Data for review:
★ ★ ★ ★ ★ ★ ★
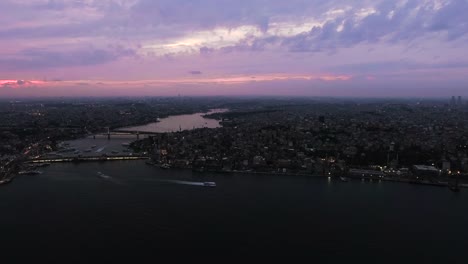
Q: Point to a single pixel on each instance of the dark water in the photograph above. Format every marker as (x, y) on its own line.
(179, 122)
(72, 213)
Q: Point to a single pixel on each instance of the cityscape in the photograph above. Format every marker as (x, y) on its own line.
★ ★ ★ ★ ★ ★ ★
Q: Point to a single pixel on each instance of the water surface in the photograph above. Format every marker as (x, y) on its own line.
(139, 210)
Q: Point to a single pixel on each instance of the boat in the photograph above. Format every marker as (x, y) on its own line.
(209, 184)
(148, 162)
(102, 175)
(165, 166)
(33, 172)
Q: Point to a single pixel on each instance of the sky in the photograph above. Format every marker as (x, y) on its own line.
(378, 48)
★ ★ ★ ★ ★ ★ ★
Task to complete:
Within the material above, copy exactly the lines from the line that holds "of the dark" up to and including the line that holds "of the cityscape".

Task response:
Q: Point to a single pixel on each instance of the dark water in the photograph above. Format every marker as (x, y) on its own line.
(179, 122)
(72, 213)
Q: Point to a single pixel on each instance of the cityscape in the photograph above. Format every marker as (x, y) on its own line.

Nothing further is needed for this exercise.